--- START QUOTED PASSAGE ---

Mount St Benedict College is an independent Roman Catholic single-sex secondary day school for girls, located in Pennant Hills, a suburb on the Upper North Shore of Sydney, New South Wales, Australia. The college provides a religious and comprehensive education in the Good Samaritan tradition to approximately 1,000 girls from Year 7 to Year 12.

Mount St Benedict College commenced on 1 February 1966 with 65 students under the guidance of Sisters Christopher Burrows and Hyacinth Roche. The college is now an incorporated body which operates as an independent Catholic Congregational school with a board of directors. In 2008 there were approximately 835 girls from Year 7 to Year 12. Mount St Benedict is affiliated with the Alliance of Girls' Schools Australasia (AGSA) and the Association of Heads of Independent Girls' Schools (AHIGS).

History
Established by the Sisters of the Good Samaritan of the Order of St Benedict in 1966, the college is located in the Roman Catholic Diocese of Broken Bay and run under the auspices of the Sisters through its board of directors and the school Principal.

--- END QUOTED PASSAGE ---

● **GOAL OF THE EXERCISE**: From the first sentence of the text above about Mount St Benedict College, list every place name that gives the school's location.

--- START RECORD SET ---

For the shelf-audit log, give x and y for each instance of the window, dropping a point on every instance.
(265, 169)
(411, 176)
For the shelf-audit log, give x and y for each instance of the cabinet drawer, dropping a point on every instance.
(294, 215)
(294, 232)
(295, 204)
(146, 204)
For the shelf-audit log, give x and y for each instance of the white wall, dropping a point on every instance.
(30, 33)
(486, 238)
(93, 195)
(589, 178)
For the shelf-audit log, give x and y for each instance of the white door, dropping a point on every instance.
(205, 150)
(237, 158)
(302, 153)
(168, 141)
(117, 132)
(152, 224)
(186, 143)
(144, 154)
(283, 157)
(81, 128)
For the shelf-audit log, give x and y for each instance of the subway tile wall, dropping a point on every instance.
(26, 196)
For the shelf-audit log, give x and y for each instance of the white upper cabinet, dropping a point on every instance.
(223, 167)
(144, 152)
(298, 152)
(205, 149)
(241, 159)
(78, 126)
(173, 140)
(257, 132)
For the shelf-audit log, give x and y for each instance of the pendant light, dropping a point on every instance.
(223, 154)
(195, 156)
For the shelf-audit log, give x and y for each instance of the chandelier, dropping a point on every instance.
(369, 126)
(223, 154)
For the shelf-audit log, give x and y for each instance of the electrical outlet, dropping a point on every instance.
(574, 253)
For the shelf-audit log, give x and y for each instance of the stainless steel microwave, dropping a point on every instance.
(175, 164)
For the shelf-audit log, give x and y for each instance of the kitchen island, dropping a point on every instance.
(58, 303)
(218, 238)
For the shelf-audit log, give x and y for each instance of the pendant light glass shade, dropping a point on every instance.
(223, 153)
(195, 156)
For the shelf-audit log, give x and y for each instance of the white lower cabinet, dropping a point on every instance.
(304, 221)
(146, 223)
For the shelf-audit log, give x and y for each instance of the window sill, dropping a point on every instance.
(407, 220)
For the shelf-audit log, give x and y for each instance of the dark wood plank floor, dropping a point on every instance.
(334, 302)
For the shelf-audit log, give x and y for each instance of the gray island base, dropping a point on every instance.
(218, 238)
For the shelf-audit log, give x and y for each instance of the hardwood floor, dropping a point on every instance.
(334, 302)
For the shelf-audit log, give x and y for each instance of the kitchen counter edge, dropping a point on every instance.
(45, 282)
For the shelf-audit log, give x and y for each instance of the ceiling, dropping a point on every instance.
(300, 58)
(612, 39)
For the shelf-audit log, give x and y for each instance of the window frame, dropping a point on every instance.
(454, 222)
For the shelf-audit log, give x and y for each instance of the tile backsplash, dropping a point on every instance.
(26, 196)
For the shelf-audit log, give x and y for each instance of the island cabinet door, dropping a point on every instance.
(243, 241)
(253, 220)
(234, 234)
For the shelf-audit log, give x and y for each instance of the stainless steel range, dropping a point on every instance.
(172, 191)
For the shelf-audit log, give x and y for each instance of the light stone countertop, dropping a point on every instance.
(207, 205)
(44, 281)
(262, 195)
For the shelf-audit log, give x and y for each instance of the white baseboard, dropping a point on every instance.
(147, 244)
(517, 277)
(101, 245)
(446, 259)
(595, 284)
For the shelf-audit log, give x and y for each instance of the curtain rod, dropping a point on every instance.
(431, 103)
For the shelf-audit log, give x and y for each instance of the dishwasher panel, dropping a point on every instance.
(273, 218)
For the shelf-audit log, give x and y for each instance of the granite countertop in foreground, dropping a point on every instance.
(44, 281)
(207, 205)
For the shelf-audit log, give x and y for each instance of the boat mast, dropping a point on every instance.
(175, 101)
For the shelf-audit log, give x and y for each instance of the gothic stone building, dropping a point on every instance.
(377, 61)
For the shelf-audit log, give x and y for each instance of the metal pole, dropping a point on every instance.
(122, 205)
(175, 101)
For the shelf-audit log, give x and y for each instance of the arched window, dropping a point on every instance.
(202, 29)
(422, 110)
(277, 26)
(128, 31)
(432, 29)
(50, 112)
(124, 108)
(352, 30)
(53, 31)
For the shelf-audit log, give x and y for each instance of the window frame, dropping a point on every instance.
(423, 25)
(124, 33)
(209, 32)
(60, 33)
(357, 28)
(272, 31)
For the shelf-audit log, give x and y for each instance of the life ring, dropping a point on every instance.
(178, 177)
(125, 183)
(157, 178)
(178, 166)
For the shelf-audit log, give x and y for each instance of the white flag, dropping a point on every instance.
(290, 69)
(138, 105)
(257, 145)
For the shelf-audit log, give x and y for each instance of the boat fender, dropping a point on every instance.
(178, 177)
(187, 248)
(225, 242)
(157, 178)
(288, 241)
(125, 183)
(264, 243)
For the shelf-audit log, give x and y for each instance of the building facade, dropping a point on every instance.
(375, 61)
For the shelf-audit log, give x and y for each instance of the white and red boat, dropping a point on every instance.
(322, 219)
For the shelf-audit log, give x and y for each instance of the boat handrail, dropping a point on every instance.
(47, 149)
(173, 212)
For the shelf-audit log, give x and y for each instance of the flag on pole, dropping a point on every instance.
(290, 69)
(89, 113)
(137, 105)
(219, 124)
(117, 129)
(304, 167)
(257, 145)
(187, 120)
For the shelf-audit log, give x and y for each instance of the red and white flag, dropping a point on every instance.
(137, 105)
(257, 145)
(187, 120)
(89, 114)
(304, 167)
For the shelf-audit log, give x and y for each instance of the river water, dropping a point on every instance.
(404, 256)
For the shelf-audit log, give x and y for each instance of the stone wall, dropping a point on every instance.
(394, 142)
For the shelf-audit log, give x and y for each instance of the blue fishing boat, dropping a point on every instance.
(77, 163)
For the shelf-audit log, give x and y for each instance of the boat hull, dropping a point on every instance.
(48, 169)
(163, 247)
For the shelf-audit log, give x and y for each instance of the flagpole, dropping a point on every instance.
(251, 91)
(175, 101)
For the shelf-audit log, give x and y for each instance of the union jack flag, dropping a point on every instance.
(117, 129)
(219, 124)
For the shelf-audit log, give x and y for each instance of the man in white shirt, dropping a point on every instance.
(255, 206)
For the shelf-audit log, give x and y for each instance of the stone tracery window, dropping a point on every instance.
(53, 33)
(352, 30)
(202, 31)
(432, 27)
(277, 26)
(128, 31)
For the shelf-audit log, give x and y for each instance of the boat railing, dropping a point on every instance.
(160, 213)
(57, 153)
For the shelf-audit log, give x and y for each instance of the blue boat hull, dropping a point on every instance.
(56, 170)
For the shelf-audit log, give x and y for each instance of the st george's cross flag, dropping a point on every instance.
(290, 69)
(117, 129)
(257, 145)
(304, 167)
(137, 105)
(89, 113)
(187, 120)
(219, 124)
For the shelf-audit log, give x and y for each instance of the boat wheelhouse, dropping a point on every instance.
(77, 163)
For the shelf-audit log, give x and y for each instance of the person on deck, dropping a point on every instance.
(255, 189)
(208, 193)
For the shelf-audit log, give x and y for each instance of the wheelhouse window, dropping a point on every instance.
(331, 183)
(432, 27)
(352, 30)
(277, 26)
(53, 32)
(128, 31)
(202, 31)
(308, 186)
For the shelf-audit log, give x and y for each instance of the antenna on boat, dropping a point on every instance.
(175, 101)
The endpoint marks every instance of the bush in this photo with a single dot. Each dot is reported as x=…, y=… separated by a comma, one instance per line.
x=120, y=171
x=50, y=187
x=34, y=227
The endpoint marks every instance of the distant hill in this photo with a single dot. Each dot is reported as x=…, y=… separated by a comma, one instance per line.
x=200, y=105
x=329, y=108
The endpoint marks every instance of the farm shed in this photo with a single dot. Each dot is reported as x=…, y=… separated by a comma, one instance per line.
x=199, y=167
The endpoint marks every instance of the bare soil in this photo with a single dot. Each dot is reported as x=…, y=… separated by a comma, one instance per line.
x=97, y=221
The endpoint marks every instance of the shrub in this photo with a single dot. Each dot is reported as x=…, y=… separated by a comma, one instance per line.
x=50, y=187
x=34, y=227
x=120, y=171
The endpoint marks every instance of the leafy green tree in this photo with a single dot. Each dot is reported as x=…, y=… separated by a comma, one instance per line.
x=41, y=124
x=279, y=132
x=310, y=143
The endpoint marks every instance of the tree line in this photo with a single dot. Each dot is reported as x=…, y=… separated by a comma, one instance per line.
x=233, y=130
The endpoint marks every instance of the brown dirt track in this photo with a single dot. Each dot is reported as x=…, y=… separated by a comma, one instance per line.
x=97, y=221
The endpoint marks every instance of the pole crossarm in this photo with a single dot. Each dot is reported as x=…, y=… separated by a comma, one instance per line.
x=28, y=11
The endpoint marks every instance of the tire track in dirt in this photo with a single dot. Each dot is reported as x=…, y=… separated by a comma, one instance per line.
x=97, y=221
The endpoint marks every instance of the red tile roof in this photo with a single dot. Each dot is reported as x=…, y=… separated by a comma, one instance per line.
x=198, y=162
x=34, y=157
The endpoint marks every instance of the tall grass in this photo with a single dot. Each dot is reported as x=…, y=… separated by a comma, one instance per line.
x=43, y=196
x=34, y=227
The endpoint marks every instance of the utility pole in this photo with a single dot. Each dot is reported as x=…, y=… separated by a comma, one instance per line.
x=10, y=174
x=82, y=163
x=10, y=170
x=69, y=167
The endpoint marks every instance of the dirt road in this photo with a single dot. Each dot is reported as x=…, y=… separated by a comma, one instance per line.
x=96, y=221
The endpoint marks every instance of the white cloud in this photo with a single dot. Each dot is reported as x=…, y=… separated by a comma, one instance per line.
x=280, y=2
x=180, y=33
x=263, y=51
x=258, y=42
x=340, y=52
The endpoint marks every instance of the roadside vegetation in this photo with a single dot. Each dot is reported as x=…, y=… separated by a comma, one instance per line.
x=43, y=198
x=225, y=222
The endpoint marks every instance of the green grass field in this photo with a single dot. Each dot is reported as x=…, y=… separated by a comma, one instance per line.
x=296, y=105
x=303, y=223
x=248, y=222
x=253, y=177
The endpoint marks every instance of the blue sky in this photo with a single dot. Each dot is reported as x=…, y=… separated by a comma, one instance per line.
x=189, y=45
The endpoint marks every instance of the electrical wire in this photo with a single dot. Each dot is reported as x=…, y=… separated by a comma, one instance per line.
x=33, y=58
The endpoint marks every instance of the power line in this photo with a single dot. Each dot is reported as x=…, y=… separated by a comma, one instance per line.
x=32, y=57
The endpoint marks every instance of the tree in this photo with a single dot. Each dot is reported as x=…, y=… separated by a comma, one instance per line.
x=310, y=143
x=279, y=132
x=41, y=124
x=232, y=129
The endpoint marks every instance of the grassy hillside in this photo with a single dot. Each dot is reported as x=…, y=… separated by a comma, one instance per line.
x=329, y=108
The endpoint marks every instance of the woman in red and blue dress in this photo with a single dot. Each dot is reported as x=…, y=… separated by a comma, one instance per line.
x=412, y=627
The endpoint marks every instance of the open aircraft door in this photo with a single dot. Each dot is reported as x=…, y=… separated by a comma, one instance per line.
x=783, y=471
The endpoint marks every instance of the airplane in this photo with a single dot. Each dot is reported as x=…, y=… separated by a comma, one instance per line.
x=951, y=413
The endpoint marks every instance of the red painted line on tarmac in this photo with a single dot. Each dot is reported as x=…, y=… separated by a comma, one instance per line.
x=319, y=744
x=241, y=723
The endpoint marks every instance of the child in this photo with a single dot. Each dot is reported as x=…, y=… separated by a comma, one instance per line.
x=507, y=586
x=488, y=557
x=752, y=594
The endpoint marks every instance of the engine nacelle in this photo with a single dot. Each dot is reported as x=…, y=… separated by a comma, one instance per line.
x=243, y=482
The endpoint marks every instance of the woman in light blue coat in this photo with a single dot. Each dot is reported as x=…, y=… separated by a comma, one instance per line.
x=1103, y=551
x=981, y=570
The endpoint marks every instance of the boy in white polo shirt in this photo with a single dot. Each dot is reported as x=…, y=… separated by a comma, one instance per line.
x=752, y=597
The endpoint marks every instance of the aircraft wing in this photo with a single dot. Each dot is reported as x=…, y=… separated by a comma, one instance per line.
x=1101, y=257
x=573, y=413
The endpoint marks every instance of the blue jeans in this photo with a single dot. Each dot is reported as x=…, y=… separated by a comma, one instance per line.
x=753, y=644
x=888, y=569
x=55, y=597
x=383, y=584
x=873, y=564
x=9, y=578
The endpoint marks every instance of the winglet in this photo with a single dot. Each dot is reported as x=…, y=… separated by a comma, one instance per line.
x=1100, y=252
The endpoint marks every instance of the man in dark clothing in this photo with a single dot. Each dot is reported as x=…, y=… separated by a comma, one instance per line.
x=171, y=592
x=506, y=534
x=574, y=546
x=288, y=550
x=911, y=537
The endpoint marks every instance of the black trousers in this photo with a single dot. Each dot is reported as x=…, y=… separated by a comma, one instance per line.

--- END RECORD SET ---

● **FULL SOLUTION**: Pennant Hills, Upper North Shore, Sydney, New South Wales, Australia